12/06/2018

Futebol: o reduto do racismo

Aranha é um goleiro que atualmente joga pelo Avaí. Assim como muitos jogadores negros mundo afora, Aranha também já foi vítima de ofensas raciais. Imagem: Reprodução.

     O racismo é uma realidade no futebol brasileiro e também no futebol mundial. Em diversos países do mundo, há casos de jogadores negros que foram vítimas de injúrias raciais. E o mais contraditório e irônico em tudo isso é que parte considerável dos jogadores que jogam em times de todo o mundo são negros. Isso acontece porque o fato de um determinado espaço ser ocupado por uma parcela relevante de negros não significa que o racismo esteja automaticamente eliminado deste mesmo espaço.
      Antes de continuar com o texto, eu quero fazer duas observações. Na verdade, eu só quero fazer uma. Todo mundo sabe o que é futebol, até a pessoa mais leiga, embora possa não conhecer a fundo as leis deste esporte, sabe o que é o mesmo. Bem, antes de continuar com o texto, eu quero definir para vocês o que é o racismo. "Ah, o racismo é o preconceito com pessoas negras" é uma resposta superficial e, por conta disso, não abrange a totalidade da definição deste preconceito. O racismo é uma das estruturas do mundo ocidental que classifica as pessoas negras como pessoas "inferiores" e que, por isso, devem ficar na base da pirâmide, à margem da sociedade. O negro não é visto como uma pessoa bonita, o cabelo do negro não é digno de elogios (embora nos últimos tempos isso possa estar mudando, já falei sobre isso aqui) e seus modos de vida são vistos como "inferiores". O racismo é uma estrutura do mundo ocidental e pode ser vista na moda, nas artes, na economia, na política e em espaços acadêmicos. A quantidade de modelos negros ainda é inferior a de brancos, embora isso possa estar mudando nos últimos anos; e a quantidade de negros nas artes, em especial na dramaturgia, em papéis de destaque ainda é pequena e a representação dos negros nas mesmas ainda é problemática; já na esfera econômica, os negros estão na base da pirâmide. São eles que estão em maior número nos serviços braçais, informais e também desempregados. Na política, em especial, na política brasileira, o Congresso Nacional ainda é branco, masculino, heterossexual, cristão e conservador. E nas universidades, embora as cotas raciais têm contribuído significativamente para mudar isso, o número negros cursando ou que já tenham cursado um curso superior ainda é pequeno. Entende agora porque dizemos que o racismo é estrutural?

######

• _Enunciado A_:
Responda às perguntas sobre o texto acerca do racismo no futebol:
(i) Por qual time o goleiro Aranha joga atualmente?
(ii) Com quais características o texto descreve o Congresso Nacional?
(iii) O que tem contribuído significativamente para mudar o número de negros nas universidades?

• _Linhas de dados_:
######

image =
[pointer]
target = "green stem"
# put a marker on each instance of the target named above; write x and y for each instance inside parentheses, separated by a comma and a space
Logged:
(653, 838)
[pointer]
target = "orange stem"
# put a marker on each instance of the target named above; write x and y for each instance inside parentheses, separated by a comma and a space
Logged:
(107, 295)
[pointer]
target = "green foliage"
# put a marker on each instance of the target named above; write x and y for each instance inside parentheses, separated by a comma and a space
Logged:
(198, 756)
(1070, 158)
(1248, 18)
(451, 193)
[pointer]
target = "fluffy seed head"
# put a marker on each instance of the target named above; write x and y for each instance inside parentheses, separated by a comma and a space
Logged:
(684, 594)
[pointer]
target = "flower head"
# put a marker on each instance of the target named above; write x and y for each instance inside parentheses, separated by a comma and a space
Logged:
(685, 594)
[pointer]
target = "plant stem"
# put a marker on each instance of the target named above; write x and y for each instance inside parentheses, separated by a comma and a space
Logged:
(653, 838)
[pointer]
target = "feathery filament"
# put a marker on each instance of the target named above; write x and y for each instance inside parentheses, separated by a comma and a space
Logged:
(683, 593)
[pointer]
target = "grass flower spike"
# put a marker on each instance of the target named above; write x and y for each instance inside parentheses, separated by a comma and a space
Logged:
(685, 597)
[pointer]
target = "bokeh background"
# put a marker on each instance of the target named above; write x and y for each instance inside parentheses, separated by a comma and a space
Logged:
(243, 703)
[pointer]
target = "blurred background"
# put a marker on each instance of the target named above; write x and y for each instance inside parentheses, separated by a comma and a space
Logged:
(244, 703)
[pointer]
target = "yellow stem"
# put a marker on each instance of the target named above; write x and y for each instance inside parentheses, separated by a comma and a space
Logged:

######

• _Enunciado B_: Conte quantas linhas das entradas contêm a palavra "green" e informe somente o número.

• _Solução A_:
(i) Pelo Avaí.
(ii) Branco, masculino, heterossexual, cristão e conservador.
(iii) As cotas raciais.

• _Solução B_: 2